_WHAT IS REQUIRED_
Render each line of the records below as a JSON list of strings, one string per line, with blank lines left out.

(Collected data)

********

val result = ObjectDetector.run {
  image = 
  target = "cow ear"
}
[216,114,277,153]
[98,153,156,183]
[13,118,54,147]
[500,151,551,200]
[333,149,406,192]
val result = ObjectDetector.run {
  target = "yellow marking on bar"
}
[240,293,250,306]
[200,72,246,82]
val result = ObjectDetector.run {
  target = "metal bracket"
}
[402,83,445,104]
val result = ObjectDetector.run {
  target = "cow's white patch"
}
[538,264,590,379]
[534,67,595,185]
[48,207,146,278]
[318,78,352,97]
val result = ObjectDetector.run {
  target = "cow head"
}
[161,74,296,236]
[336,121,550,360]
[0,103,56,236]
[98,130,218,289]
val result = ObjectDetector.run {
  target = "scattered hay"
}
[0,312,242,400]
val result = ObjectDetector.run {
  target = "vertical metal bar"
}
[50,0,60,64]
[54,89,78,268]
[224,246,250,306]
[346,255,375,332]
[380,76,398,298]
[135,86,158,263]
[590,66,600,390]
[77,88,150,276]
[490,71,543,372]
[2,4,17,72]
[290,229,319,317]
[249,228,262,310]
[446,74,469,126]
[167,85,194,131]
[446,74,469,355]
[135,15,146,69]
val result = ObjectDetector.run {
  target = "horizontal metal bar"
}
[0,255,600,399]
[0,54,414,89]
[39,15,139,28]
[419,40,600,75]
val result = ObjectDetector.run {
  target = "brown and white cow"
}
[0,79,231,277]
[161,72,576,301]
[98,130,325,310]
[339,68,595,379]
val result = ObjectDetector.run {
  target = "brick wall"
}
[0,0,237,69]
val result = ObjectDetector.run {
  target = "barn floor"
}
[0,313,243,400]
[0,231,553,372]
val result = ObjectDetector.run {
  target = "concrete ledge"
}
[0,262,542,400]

********

_OUTPUT BELOW_
[
  "val result = ObjectDetector.run {",
  "  image = ",
  "  target = \"cow ear\"",
  "}",
  "[216,114,277,153]",
  "[98,153,156,183]",
  "[13,118,54,147]",
  "[500,151,551,200]",
  "[333,149,406,192]",
  "val result = ObjectDetector.run {",
  "  target = \"yellow marking on bar\"",
  "}",
  "[240,293,250,306]",
  "[200,72,246,82]",
  "val result = ObjectDetector.run {",
  "  target = \"metal bracket\"",
  "}",
  "[402,83,445,104]",
  "val result = ObjectDetector.run {",
  "  target = \"cow's white patch\"",
  "}",
  "[538,264,590,379]",
  "[534,67,595,185]",
  "[48,207,146,278]",
  "[318,78,352,97]",
  "val result = ObjectDetector.run {",
  "  target = \"cow head\"",
  "}",
  "[161,74,296,236]",
  "[336,121,550,360]",
  "[0,103,56,236]",
  "[98,130,218,289]",
  "val result = ObjectDetector.run {",
  "  target = \"scattered hay\"",
  "}",
  "[0,312,242,400]",
  "val result = ObjectDetector.run {",
  "  target = \"vertical metal bar\"",
  "}",
  "[50,0,60,64]",
  "[54,89,78,268]",
  "[224,246,250,306]",
  "[346,255,375,332]",
  "[380,76,398,298]",
  "[135,86,158,263]",
  "[590,66,600,390]",
  "[77,88,150,276]",
  "[490,71,543,372]",
  "[2,4,17,72]",
  "[290,229,319,317]",
  "[249,228,262,310]",
  "[446,74,469,126]",
  "[167,85,194,131]",
  "[446,74,469,355]",
  "[135,15,146,69]",
  "val result = ObjectDetector.run {",
  "  target = \"horizontal metal bar\"",
  "}",
  "[0,255,600,399]",
  "[0,54,414,89]",
  "[39,15,139,28]",
  "[419,40,600,75]",
  "val result = ObjectDetector.run {",
  "  target = \"brown and white cow\"",
  "}",
  "[0,79,231,277]",
  "[161,72,576,301]",
  "[98,130,325,310]",
  "[339,68,595,379]",
  "val result = ObjectDetector.run {",
  "  target = \"brick wall\"",
  "}",
  "[0,0,237,69]",
  "val result = ObjectDetector.run {",
  "  target = \"barn floor\"",
  "}",
  "[0,313,243,400]",
  "[0,231,553,372]",
  "val result = ObjectDetector.run {",
  "  target = \"concrete ledge\"",
  "}",
  "[0,262,542,400]"
]